2. Lightweight LLM Reports

• Enter Microsoft’s Phi-3-mini (3.8B parameters) — a compact, efficient language model.
• The LLM takes ViT’s outputs (class, confidence, defect percentage) and generates human-readable reports.
• Example:

“This fruit is of medium quality (confidence: 99%). Minor imperfections detected on the surface, recommended for processing rather than fresh markets.”

And it does this fast: 0.3 seconds per report, with low power consumption (3.2 W) — perfect for edge devices in farms or warehouses.

Why This Matters

This research is more than a technical achievement. It has real agricultural impact:

• Farmers: Quickly identify damaged fruits before selling.
• Distributors: Automate sorting lines to separate premium vs. processing fruits.
• Consumers: Get fresher, higher-quality fruit with fewer surprises.
• Sustainability: Reduce waste by diverting medium-quality fruits to juice production instead of discarding them.

In short: better profits + less waste + more trust in AI systems.

Future Prospects

The study proves the pipeline works, but there’s more ahead:

1. Multi-fruit Expansion - Extending ViT + LLM models to apples, grapes, bananas, and beyond.
2. On-Device AI for Farmers - Imagine a smartphone app: snap a picture, get instant quality feedback + report.
3. Integration with Robotics - Combine with robotic arms for automated harvesting and sorting.
4. Hyperspectral + ViT Fusion - Using hyperspectral imaging for even more precise detection of hidden defects.
5. User Trust Studies - Researching how farmers perceive AI-generated reports vs. traditional inspection.

This could transform not just citrus, but the entire global fresh produce supply chain.

Closing Thoughts

The combination of Vision Transformers and Lightweight LLMs represents a new era in agricultural AI. This research shows how:

• ViTs deliver top-tier accuracy (98.29%) in fruit quality classification.
• Grad-CAM makes decisions transparent.
• LLMs provide actionable, human-readable insights.
• The system runs efficiently enough for real-world deployment.

In the near future, picking out a perfect orange might not rely on your eyes alone — but on an AI-powered assistant making sure only the best fruits reach your basket.

In Terms

Vision Transformer (ViT) - An AI model that breaks an image into patches and uses self-attention to see both the big picture and tiny details at once. - More about this concept in the article "Building a Smarter Wireless Future: How Transformers Revolutionize 6G Radio Technology".

Large Language Model (LLM) - A smart text-based AI trained on huge amounts of data — it explains, summarizes, and writes like a human assistant. - More about this concept in the article "Dive Smarter | How AI Is Making Underwater Robots Super Adaptive!".

Grad-CAM - A heatmap tool that shows where the AI is “looking” in an image when making decisions (like highlighting a bruise on an orange).

ImageNet Pre-training - Training an AI first on a giant image dataset (ImageNet) so it learns general vision skills, then fine-tuning it for citrus fruit quality.

Edge Devices - Small, portable computers (like phones, tablets, or IoT gadgets) that can run AI locally — no need for constant internet. - More about this concept in the article "Smarter Forest Fire Detection in Real Time | F3-YOLO".

Classification Accuracy - How often the AI gets it right. Example: 98.29% accuracy = almost 99 correct out of 100 tries.

Precision & Recall

• Precision: Of all fruits labeled “good,” how many were truly good?
• Recall: Of all good fruits, how many did the AI actually catch?

Confidence Score - How sure the AI is about its decision, shown as a number between 0 and 1. (e.g., “Bad fruit, confidence 0.99”).

Transfer Learning - Reusing what a model learned on one task (like cats/dogs) and applying it to another (like citrus quality).

Interpretability - Making AI decisions understandable to humans — so users can trust what the model says.

Source

Jrondi, Z.; Moussaid, A.; Hadi, M.Y. Interpretable Citrus Fruit Quality Assessment Using Vision Transformers and Lightweight Large Language Models. AgriEngineering 2025, 7, 286. https://doi.org/10.3390/agriengineering7090286

From: Ibn Tofail University; University Mohammed VI Polytechnic (UM6P).

┄┄┄┄┄┄

**Assignment 1**
Answer these questions from the citrus quality article:
(a) How many parameters does Microsoft's Phi-3-mini have?
(b) What power consumption is reported for generating a report?
(c) What accuracy do ViTs deliver in fruit quality classification?
**Assignment 2**
Transcribe everything in the citrus quality article from "In short: better" down to "of hidden defects.".
The entries are not required for any of the tasks.

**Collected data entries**
┄┄┄┄┄┄

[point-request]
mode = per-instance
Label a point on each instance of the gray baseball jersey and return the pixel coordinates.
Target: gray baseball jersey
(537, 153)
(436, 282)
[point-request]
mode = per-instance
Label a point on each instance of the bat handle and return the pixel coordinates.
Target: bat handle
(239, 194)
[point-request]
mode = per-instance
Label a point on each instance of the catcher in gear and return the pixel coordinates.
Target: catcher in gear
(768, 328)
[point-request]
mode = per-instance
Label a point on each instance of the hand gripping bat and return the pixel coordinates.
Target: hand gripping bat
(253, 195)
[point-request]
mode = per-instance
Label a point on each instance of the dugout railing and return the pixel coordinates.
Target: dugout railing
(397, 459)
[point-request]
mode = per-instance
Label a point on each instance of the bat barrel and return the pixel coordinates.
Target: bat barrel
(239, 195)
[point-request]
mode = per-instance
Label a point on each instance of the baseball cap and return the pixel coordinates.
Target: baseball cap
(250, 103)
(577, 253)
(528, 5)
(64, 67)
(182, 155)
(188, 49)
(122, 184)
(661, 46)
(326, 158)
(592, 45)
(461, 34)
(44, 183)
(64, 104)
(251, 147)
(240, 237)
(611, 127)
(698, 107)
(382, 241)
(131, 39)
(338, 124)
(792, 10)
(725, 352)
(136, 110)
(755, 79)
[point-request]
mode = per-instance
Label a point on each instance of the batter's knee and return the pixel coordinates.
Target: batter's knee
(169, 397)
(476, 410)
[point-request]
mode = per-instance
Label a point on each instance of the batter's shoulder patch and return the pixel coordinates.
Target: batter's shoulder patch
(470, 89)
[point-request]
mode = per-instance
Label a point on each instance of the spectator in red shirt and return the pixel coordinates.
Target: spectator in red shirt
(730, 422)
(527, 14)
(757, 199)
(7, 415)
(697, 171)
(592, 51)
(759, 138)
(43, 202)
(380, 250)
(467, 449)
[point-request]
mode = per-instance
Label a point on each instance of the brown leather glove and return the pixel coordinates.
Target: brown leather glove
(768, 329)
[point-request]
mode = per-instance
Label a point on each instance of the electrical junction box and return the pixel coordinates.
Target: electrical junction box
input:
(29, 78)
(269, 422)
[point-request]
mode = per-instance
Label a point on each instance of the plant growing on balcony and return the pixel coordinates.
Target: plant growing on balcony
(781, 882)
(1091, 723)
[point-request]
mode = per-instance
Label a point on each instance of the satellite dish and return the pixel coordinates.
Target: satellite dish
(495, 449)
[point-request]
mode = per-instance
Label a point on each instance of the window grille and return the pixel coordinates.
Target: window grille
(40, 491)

┄┄┄┄┄┄

**Solution 1**
(a) 3.8B parameters.
(b) 3.2 W.
(c) 98.29%.

**Solution 2**
In short: better profits + less waste + more trust in AI systems.

Future Prospects

The study proves the pipeline works, but there’s more ahead:

1. Multi-fruit Expansion - Extending ViT + LLM models to apples, grapes, bananas, and beyond.
2. On-Device AI for Farmers - Imagine a smartphone app: snap a picture, get instant quality feedback + report.
3. Integration with Robotics - Combine with robotic arms for automated harvesting and sorting.
4. Hyperspectral + ViT Fusion - Using hyperspectral imaging for even more precise detection of hidden defects.